**DOCUMENT PASSAGE**
------------------------------
Note: The C6ACCEL.alg.FLOAT is a legacy feature and applies only to C6Accel version 1.01.00.06 and earlier.
I am not aware of the iUniversal inteface? How do I use C6Accel without having to learn the iUniversal interface
The C6Accel package contains a wrapper library which is designed to abstract iuniversal and C6accel design considerations from an ARM application developer and provides an interface that appears like a simple function call within an application. The C6Accel wrapper library is available in source as well as object to be linked to the application. Refer package directory /soc/c6accelw to view wrapper library source.
------------------------------
**EXTRACTED MATERIAL**

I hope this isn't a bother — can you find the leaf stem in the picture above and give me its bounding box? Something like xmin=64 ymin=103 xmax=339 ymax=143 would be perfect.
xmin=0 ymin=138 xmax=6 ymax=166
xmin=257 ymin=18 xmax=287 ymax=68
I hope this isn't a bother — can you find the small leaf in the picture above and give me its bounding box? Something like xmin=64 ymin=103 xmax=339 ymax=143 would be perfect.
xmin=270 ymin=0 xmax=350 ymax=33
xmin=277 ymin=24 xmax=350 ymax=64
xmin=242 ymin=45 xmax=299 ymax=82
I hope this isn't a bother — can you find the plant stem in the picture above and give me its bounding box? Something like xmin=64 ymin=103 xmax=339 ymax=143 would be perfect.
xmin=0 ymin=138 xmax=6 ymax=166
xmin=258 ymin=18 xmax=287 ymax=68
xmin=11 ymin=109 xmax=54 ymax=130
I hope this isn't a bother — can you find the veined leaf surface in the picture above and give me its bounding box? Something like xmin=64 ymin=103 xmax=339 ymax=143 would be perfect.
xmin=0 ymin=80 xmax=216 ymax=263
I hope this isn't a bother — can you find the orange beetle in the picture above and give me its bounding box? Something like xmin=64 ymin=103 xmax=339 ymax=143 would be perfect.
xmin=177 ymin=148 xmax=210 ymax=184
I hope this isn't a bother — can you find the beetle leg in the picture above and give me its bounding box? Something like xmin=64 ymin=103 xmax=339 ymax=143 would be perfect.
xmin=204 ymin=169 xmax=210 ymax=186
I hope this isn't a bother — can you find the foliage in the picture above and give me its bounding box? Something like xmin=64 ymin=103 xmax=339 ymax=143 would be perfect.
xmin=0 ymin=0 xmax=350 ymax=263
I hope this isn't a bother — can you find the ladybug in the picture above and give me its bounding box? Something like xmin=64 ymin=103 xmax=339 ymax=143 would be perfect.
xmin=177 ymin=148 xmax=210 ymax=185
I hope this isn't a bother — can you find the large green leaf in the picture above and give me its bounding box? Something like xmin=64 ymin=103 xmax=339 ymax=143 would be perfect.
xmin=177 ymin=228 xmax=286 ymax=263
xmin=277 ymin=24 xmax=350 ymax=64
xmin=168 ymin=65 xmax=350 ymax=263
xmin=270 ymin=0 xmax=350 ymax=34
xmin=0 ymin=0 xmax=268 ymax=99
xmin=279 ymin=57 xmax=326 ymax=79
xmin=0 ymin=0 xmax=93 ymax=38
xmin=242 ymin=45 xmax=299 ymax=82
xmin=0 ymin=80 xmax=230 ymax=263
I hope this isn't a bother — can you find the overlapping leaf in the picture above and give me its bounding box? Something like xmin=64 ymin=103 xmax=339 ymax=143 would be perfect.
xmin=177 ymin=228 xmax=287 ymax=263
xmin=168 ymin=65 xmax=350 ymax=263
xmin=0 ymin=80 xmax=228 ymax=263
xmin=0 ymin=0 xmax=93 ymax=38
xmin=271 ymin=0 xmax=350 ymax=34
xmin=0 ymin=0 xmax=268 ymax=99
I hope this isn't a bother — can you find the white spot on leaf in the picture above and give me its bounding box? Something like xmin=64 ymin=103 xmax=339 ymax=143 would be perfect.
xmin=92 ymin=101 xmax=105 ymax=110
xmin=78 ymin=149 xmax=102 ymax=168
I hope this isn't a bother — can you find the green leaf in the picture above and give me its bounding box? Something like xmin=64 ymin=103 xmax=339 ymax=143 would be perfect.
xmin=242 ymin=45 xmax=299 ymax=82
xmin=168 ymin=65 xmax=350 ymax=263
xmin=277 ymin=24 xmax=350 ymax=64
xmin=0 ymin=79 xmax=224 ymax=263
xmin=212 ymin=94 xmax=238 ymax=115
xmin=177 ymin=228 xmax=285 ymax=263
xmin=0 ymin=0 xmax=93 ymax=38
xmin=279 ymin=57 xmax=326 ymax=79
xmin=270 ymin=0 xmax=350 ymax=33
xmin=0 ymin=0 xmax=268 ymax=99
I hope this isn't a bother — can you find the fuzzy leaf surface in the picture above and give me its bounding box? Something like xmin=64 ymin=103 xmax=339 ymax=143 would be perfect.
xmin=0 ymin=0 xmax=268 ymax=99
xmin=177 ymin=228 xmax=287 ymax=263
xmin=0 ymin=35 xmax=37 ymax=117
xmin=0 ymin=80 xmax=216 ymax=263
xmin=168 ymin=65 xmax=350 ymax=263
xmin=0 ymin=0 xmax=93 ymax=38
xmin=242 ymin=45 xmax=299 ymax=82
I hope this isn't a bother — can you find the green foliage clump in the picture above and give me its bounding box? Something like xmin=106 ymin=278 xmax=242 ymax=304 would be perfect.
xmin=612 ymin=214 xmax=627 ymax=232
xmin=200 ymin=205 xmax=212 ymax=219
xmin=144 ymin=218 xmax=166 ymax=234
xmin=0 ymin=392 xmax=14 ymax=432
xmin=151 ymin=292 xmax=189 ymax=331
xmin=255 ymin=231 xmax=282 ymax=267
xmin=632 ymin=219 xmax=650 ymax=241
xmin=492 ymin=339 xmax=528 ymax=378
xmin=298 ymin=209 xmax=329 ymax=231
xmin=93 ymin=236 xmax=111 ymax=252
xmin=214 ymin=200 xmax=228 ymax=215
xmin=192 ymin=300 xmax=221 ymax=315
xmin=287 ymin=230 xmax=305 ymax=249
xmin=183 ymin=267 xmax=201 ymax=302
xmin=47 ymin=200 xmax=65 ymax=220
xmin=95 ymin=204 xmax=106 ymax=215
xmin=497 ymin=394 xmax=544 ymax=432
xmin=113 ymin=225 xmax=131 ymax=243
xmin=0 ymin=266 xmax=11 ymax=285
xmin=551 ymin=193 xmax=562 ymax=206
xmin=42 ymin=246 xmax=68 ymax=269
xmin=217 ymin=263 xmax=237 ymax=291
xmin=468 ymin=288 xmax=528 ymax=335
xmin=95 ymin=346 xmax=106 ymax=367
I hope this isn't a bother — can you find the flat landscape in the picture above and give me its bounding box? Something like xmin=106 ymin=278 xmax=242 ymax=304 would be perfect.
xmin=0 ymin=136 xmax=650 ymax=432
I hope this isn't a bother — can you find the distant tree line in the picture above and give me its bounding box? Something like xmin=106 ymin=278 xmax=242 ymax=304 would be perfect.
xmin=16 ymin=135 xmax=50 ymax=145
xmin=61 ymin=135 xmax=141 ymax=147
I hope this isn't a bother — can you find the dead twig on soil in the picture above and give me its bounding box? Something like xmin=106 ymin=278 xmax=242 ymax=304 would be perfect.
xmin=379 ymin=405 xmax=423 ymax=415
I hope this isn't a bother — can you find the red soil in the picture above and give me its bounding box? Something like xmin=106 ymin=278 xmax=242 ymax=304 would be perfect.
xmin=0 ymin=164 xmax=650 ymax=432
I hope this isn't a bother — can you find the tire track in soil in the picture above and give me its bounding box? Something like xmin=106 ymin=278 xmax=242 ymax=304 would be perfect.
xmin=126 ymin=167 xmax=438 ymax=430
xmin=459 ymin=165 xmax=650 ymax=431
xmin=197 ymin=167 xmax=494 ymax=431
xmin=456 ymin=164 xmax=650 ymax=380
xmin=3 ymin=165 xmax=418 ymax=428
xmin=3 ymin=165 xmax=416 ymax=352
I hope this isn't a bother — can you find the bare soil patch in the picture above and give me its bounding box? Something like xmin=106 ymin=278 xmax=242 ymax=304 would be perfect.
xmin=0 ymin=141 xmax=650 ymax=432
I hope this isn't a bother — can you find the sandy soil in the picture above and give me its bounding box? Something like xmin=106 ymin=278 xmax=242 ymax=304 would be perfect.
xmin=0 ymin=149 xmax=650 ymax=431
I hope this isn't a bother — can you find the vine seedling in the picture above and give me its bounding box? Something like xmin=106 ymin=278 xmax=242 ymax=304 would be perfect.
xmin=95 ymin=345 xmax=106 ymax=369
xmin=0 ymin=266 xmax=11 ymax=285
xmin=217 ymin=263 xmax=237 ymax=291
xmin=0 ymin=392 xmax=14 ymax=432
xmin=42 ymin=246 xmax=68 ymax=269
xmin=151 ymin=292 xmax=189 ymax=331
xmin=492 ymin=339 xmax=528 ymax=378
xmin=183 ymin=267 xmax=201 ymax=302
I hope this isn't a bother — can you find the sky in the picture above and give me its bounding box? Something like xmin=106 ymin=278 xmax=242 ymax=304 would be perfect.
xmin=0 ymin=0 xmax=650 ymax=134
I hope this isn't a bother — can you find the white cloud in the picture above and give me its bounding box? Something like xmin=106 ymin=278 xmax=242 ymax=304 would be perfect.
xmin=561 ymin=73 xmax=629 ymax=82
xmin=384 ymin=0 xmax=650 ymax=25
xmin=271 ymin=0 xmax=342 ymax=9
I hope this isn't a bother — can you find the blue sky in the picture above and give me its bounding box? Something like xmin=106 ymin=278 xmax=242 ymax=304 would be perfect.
------------------------------
**GIVEN INSTRUCTION A**
Answer these from the C6Accel passage:
(i) Which versions of C6Accel does C6ACCEL.alg.FLOAT apply to?
(ii) In what two forms is the C6Accel wrapper library available?
(iii) Which package directory holds the wrapper library source?
**GIVEN INSTRUCTION B**
Resume the C6Accel passage from its last sentence.
The entries come from a different source than the C6Accel passage.

**FINAL RESULT A**
(i) Version 1.01.00.06 and earlier
(ii) Source and object
(iii) /soc/c6accelw

**FINAL RESULT B**
How do I extract the maximum performance out of C6Accel
Accessing multiple kernels in C6Accel using the C6Accel wrapper API library creates multiple passes through the codec engine, thereby adding the codec engine overhead to the application every time a kernel is called from C6Accel. C6Accel supports chaining of API calls whereby upto 16 kernels(depending on number of input and output parameters) in C6accel using a single iUniversal API call. Accessing multiple kernels using a single API call averages the codec engine overhead thereby allowing the application to draw maximum performance out of C6Accel. However to draw maximum performance out of C6Accel, the user is expected to understand the design of C6Accel and must have the understanding of the iUniversal interface of the codec engine. For chaining of APIs refer to Chaining_calls_to_kernels_in_a_single_API_call_to_C6ACCEL_codec
Note: Chaining of APIs should be enabled only when the kernel functionalities with in the application needs to be called in succession.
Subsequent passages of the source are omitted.